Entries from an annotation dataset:
____

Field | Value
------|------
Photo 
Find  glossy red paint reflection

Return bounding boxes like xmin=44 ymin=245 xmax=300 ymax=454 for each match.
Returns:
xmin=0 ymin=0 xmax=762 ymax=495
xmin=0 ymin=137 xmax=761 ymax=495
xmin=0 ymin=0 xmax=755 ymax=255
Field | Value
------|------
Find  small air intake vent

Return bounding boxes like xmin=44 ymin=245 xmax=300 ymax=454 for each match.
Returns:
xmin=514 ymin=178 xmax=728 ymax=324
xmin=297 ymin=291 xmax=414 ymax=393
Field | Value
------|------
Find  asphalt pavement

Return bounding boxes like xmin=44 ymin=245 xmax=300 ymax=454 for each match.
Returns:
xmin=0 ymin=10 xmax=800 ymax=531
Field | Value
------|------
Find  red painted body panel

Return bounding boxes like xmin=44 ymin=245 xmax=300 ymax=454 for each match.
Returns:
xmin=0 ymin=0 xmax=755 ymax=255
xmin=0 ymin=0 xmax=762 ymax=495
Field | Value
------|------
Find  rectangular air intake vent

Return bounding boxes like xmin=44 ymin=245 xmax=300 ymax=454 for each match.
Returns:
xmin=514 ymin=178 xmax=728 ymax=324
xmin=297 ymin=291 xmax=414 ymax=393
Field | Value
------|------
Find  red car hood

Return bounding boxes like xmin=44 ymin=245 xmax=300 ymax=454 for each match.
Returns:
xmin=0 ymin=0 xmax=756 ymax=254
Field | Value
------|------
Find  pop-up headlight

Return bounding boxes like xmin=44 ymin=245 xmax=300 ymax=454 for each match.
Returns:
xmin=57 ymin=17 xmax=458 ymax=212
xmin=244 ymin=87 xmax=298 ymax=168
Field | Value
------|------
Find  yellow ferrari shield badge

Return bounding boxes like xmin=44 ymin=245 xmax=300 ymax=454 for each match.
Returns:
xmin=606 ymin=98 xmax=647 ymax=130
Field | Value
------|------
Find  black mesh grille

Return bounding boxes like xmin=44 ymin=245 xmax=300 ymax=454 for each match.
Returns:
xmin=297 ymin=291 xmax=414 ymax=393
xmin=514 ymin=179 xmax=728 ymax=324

____

* [WHAT THE EXERCISE ASKS]: Copy all of the rows above word for word, line by line.

* [ANSWER TO THIS EXERCISE]:
Field | Value
------|------
Photo 
Find  glossy red paint reflection

Return bounding boxes like xmin=44 ymin=245 xmax=300 ymax=454 for each match.
Returns:
xmin=0 ymin=0 xmax=762 ymax=495
xmin=0 ymin=137 xmax=761 ymax=495
xmin=0 ymin=0 xmax=755 ymax=255
Field | Value
------|------
Find  small air intake vent

Return bounding boxes like xmin=44 ymin=245 xmax=300 ymax=454 for each match.
Returns:
xmin=514 ymin=178 xmax=728 ymax=324
xmin=297 ymin=291 xmax=414 ymax=393
Field | Value
------|------
Find  asphalt pavement

Return bounding boxes like xmin=44 ymin=245 xmax=300 ymax=454 for each match.
Returns:
xmin=0 ymin=10 xmax=800 ymax=531
Field | Value
------|------
Find  red painted body panel

Return bounding boxes like xmin=44 ymin=245 xmax=300 ymax=454 for each match.
Returns:
xmin=0 ymin=0 xmax=755 ymax=255
xmin=0 ymin=0 xmax=762 ymax=495
Field | Value
------|------
Find  rectangular air intake vent

Return bounding boxes like xmin=44 ymin=245 xmax=300 ymax=454 for each match.
Returns:
xmin=514 ymin=178 xmax=728 ymax=324
xmin=297 ymin=291 xmax=414 ymax=393
Field | Value
------|------
Find  red car hood

Return bounding boxes like xmin=44 ymin=245 xmax=300 ymax=454 for each match.
Returns:
xmin=0 ymin=0 xmax=756 ymax=254
Field | Value
------|------
Find  pop-up headlight

Return bounding boxes like xmin=44 ymin=245 xmax=300 ymax=454 for each match.
Returns:
xmin=57 ymin=17 xmax=458 ymax=212
xmin=244 ymin=87 xmax=298 ymax=168
Field | Value
------|------
Find  yellow ferrari shield badge

Return bounding boxes like xmin=44 ymin=245 xmax=300 ymax=454 for each match.
Returns:
xmin=606 ymin=98 xmax=647 ymax=130
Field | Value
------|------
Find  black mesh grille

Return bounding boxes like xmin=44 ymin=245 xmax=300 ymax=454 for each match.
Returns:
xmin=297 ymin=291 xmax=414 ymax=393
xmin=514 ymin=179 xmax=728 ymax=324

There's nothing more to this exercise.